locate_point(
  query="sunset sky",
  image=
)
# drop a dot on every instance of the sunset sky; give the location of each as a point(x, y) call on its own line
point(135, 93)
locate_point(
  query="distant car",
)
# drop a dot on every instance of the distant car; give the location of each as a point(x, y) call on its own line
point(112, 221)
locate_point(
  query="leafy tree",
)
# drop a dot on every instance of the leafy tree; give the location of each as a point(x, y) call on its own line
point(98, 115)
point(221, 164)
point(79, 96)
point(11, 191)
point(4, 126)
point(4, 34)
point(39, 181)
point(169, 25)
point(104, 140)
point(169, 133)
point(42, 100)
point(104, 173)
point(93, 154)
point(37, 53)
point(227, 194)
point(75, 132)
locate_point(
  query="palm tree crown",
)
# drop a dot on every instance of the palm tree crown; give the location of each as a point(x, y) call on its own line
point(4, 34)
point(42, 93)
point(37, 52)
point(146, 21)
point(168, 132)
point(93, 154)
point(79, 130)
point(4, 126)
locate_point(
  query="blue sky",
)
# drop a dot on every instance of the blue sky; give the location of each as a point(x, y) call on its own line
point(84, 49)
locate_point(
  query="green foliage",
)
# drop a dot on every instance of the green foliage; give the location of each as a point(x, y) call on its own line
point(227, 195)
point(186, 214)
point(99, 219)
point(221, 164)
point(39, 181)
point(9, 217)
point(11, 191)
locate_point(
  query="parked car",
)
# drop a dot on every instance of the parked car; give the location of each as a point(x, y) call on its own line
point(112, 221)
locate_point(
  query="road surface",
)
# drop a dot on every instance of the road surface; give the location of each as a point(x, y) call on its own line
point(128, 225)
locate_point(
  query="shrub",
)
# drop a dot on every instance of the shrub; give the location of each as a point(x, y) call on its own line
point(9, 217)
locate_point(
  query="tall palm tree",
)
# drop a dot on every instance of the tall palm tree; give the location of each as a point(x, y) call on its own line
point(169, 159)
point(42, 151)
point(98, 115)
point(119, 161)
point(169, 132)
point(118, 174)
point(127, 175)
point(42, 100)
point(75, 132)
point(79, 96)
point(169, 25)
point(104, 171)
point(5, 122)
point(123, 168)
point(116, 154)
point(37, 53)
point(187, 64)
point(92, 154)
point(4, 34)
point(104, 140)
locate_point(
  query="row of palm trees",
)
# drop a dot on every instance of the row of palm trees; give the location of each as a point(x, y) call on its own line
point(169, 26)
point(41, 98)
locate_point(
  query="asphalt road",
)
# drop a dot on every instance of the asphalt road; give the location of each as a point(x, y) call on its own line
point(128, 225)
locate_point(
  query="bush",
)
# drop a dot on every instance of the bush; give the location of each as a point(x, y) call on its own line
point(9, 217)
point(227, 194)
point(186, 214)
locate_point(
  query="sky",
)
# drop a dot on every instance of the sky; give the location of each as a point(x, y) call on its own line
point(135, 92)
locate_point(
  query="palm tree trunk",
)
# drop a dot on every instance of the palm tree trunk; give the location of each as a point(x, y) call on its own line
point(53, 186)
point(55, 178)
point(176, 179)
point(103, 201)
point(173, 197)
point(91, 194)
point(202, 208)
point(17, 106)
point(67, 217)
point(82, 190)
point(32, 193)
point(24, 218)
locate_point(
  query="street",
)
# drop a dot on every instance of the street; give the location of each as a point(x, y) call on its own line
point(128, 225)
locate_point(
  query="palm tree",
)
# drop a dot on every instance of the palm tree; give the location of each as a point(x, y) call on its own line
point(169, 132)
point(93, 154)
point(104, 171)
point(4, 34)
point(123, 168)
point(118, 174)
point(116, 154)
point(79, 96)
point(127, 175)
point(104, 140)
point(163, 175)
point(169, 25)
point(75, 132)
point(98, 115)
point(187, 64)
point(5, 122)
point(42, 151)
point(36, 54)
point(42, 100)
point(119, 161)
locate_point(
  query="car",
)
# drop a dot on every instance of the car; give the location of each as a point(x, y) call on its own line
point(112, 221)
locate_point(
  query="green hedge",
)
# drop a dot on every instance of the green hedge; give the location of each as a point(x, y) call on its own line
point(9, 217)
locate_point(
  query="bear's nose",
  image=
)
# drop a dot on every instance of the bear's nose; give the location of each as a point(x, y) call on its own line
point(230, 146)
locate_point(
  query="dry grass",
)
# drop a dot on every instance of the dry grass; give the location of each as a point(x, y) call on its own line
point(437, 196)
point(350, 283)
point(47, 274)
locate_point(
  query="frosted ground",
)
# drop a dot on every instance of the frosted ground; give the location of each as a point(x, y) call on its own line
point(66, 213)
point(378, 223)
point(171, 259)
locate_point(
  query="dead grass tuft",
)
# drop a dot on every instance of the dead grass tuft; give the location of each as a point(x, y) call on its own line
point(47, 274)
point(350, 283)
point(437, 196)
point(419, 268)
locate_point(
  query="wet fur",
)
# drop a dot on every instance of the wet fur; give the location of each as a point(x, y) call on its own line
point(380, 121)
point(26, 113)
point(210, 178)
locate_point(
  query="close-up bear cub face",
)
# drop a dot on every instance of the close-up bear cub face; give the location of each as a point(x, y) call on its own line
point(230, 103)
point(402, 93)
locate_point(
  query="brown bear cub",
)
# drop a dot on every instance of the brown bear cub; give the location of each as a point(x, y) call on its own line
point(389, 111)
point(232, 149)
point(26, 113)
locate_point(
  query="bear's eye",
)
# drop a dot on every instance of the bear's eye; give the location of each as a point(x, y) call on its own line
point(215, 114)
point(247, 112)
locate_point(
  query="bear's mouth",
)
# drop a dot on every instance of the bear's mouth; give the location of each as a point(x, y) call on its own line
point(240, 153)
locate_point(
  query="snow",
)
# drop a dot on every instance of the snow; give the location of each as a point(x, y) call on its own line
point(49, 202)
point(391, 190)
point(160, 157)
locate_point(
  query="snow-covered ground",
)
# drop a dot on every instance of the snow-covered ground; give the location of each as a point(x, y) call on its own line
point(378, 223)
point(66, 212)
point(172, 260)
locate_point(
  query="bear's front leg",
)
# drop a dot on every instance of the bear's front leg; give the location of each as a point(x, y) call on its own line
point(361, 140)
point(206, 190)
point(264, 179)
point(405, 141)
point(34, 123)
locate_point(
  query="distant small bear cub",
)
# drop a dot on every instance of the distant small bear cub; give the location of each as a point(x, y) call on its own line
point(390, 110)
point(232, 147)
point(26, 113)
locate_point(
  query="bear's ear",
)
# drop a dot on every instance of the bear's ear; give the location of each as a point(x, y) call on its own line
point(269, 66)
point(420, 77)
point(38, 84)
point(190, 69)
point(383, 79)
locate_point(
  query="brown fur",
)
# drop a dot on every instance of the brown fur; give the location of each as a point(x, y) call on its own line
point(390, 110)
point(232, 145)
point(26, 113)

• _ASSIGNED TASK_
Each entry above must be repeated word for word.

• _ANSWER TO THIS EXERCISE_
locate_point(
  query="sunset sky",
  image=
)
# drop a dot on every instance of the sunset sky; give the location of each as a point(x, y) call on its own line
point(135, 93)
locate_point(
  query="distant car",
)
# drop a dot on every instance of the distant car; give the location of each as a point(x, y) call on its own line
point(112, 221)
locate_point(
  query="leafy tree",
)
# drop a dot on every instance of the leafy tree; give the location of each as a point(x, y) call on its own line
point(98, 115)
point(221, 164)
point(79, 96)
point(11, 191)
point(4, 126)
point(4, 34)
point(39, 181)
point(169, 25)
point(104, 140)
point(169, 133)
point(42, 100)
point(104, 173)
point(93, 154)
point(37, 53)
point(227, 194)
point(75, 132)
locate_point(
  query="palm tree crown",
)
# drop a dot on every instance of the palm tree crown; give the location of each as a point(x, y) call on its own line
point(4, 34)
point(42, 93)
point(37, 52)
point(146, 21)
point(168, 132)
point(93, 154)
point(79, 130)
point(4, 126)
locate_point(
  query="blue sky",
)
# drop a dot on every instance of the blue sky; give the location of each as a point(x, y) call on its own line
point(84, 49)
locate_point(
  query="green foliage",
)
# drop a dot on every instance of the green foliage; give the location of each as a point(x, y) call on its own line
point(227, 195)
point(186, 214)
point(99, 219)
point(221, 164)
point(39, 181)
point(9, 217)
point(11, 191)
locate_point(
  query="parked car",
)
# drop a dot on every instance of the parked car; give the location of each as a point(x, y) call on its own line
point(112, 221)
locate_point(
  query="road surface",
)
# drop a dot on every instance of the road surface; give the location of each as a point(x, y) call on its own line
point(128, 225)
locate_point(
  query="shrub",
)
# drop a dot on every instance of the shrub; give the location of each as a point(x, y) call on its own line
point(9, 217)
locate_point(
  query="tall palm tree",
)
# drop a dot on every instance of the tall palm tree; give the location of each as a point(x, y) call on its own line
point(169, 159)
point(42, 151)
point(98, 115)
point(119, 161)
point(169, 132)
point(118, 174)
point(127, 175)
point(42, 100)
point(75, 132)
point(79, 96)
point(169, 25)
point(104, 171)
point(5, 122)
point(123, 168)
point(116, 154)
point(37, 53)
point(187, 64)
point(92, 154)
point(4, 34)
point(104, 140)
locate_point(
  query="row of palm trees",
)
# drop a dot on every instance of the row of palm trees; give the location of each as a point(x, y) call on its own line
point(169, 26)
point(41, 98)
locate_point(
  query="asphalt road",
)
# drop a dot on every instance of the asphalt road; give the location of each as a point(x, y) call on its own line
point(128, 225)
locate_point(
  query="bush",
)
# drop a dot on every instance of the bush; give the location of each as a point(x, y) call on its own line
point(9, 217)
point(227, 194)
point(186, 214)
locate_point(
  query="sky",
)
# drop a dot on every instance of the sky; give the location of each as a point(x, y) call on its own line
point(135, 92)
locate_point(
  query="palm tree trunk",
)
# drop a dot on every instance of the palm tree trunk; give the location of each as a point(x, y) call on its own line
point(53, 186)
point(55, 178)
point(176, 179)
point(103, 201)
point(173, 197)
point(91, 194)
point(202, 208)
point(17, 106)
point(67, 217)
point(82, 190)
point(32, 193)
point(24, 218)
locate_point(
  query="street",
)
# drop a dot on every instance of the street; give the location of each as a point(x, y) call on its own line
point(128, 225)
locate_point(
  query="palm tree",
)
# drop a dot on every instance of the palm tree; give the location of each as a point(x, y) call on its own line
point(169, 132)
point(93, 154)
point(104, 171)
point(4, 34)
point(123, 168)
point(118, 174)
point(116, 154)
point(79, 96)
point(127, 175)
point(104, 140)
point(163, 175)
point(169, 25)
point(75, 132)
point(98, 115)
point(187, 64)
point(5, 122)
point(42, 151)
point(36, 54)
point(42, 100)
point(119, 161)
locate_point(
  query="car",
)
# drop a dot on every instance of the car; give the location of each as a point(x, y) call on its own line
point(112, 221)
locate_point(
  query="green hedge",
)
# drop a dot on every instance of the green hedge; give the location of each as a point(x, y) call on its own line
point(9, 217)
locate_point(
  query="bear's nose",
  image=
)
# drop a dot on every instance of the bear's nose; give the location of each as a point(x, y) call on its own line
point(230, 146)
locate_point(
  query="dry grass",
)
# drop a dot on every instance of the dry grass; give the location of each as a point(x, y) call on its own line
point(437, 196)
point(350, 283)
point(47, 274)
locate_point(
  query="frosted ground",
)
# drop a dot on every instance of the frosted ground; give the location of each as a point(x, y) call on its own line
point(66, 213)
point(378, 223)
point(171, 259)
locate_point(
  query="dead grass tuft",
)
# drop a dot on every instance of the dead grass tuft; give the location of each as a point(x, y) call on its own line
point(47, 274)
point(350, 283)
point(437, 196)
point(419, 268)
locate_point(
  query="wet fur",
)
# drop a dot on every instance of the wet fur; give the location of each as a point(x, y) call on its own line
point(380, 121)
point(26, 113)
point(210, 178)
locate_point(
  query="close-up bear cub face",
)
# drop a dot on every instance of the close-up bear cub face; give the location of each as a point(x, y) call on its own line
point(230, 103)
point(402, 93)
locate_point(
  query="brown bear cub",
)
# drop a dot on every instance of the brown bear cub; give the location of each as a point(x, y) call on its own line
point(389, 111)
point(232, 149)
point(26, 113)
locate_point(
  query="bear's eye",
)
# drop a dot on every instance of the bear's eye; give the location of each as a point(x, y) call on its own line
point(215, 114)
point(247, 112)
locate_point(
  query="bear's mouth",
)
# drop a dot on every instance of the bear's mouth; give the location of each as a point(x, y) call on its own line
point(240, 153)
locate_point(
  query="snow",
)
# drop a dot on every instance of the snow; give the location of each as a point(x, y) call on its own line
point(49, 202)
point(391, 190)
point(160, 157)
locate_point(
  query="snow-covered ground",
)
# drop a dot on every instance of the snow-covered ground; give the location of each as a point(x, y) call on its own line
point(378, 223)
point(66, 212)
point(172, 260)
locate_point(
  query="bear's front leg",
)
# drop a dot on every instance of the bear's front leg; give the location of each as a point(x, y) call on its own line
point(361, 140)
point(206, 190)
point(264, 179)
point(405, 141)
point(34, 123)
locate_point(
  query="distant small bear cub",
)
# drop a dot on every instance of the distant small bear cub; give the location of each as a point(x, y) call on its own line
point(390, 110)
point(232, 147)
point(26, 113)
locate_point(
  query="bear's ear",
)
# drop a dot on every instance of the bear's ear; give the location of each as a point(x, y) call on its own line
point(269, 66)
point(420, 77)
point(38, 84)
point(190, 69)
point(383, 79)
locate_point(
  query="brown fur",
)
# drop a dot on every instance of the brown fur; give the location of each as a point(x, y) call on its own line
point(390, 110)
point(232, 145)
point(26, 113)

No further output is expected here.